Provided passage:

·····

Second, it’s not the where (the East) that counts, it’s the who. The best quality attars out there are not being made by the big Gulf or Indian brands in the East but by small-batch artisans with a mostly Western background and upbringing. Sultan Pasha, Ensar of Ensar Oud, JK DeLapp, Al Shareef Oudh, Russian Adam, Dominique Dubrana, and now Andy Tauer – these are all people who, no matter whether they are Muslim or not, are Western by birth, location, or background.

 

I mention this because although some people seem to think it is the exclusive preserve of Easterners to make attars, these days it is actually mostly Westerners that take the care to distill oils in the old manner, hand-blend and macerate formulas, and source the purest raw materials. I like to think that they are taking a certain Western propensity towards precision, authenticity, and attention to detail to bear on an old tradition of perfumery.

 

And now Andy Tauer, himself an artisan in the genre of Western perfumery, has joined this elite group. In a way, it’s a natural fit: Tauer already mixes everything for his perfumes by hand (in a similar fashion to blending an attar) and as a longstanding user of resins, sandalwood, and jasmine, he would have all the necessary contacts in the Middle East to source the materials needed for this.

 

Attar AT is excellent work. It succeeds both as an attar and as an atmospheric set piece in the Tauer manner; it contains exotic raw materials but somehow conjures up more of that tough old Americana (cowboy boots, pilgrims, vast open spaces of the American plains) than it does the East. It opens up as an extract of pure boot leather, with a dense wall of fuel-like jasmine, birch tar, and castoreum-driven leather hitting the nose all at once.

 

But despite the tarry creosote-like tone and the fact that Tauer has used materials like this before, mainly in Lonestar Memories and L’Air du Desert Marocain, Attar AT does not make me think of his other perfumes. The leather, although smoky, is smooth and dark, and, crucially, completely free of competing notes like amber or citrus. There is no Tauerade. It is powerful and concentrated at first, but soon becomes very quiet and almost linear. A rubbery jasmine appears just past the opening notes, relieving, albeit briefly, the almost matte darkness of the leather accord.

 

As an aside, it’s funny how noses differ: my husband smelled this and immediately said that there was jasmine in this, as well as a little bit of oud. I, on the other hand, can only smell the jasmine briefly (it is similar to the phenolic jasmine used in the topnotes of Anubis by Papillon, for reference), and the impression of oudiness is only a background one, playing second fiddle to the leather. However, at a distance and at certain points of the attar’s development, it has something of the leathery, fermented smokiness that I associate with oud oil. In general, I think it’s fair to say that Attar AT genuinely has an oud-like tone to it at times, but that it in no way dominates.

·····

Problem to work on:
Do these statements agree with the review? Answer yes or no for each and quote the words that decide it. 1. The reviewer's husband said Attar AT contains some oud. 2. Attar AT makes the reviewer think of Tauer's other perfumes. 3. The leather in Attar AT competes with notes of amber and citrus.

Data provided:
·····

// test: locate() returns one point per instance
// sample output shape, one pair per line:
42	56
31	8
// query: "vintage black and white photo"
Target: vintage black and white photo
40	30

·····

Written reply:
1. Yes: "my husband smelled this and immediately said that there was jasmine in this, as well as a little bit of oud."
2. No: "Attar AT does not make me think of his other perfumes."
3. No: "completely free of competing notes like amber or citrus."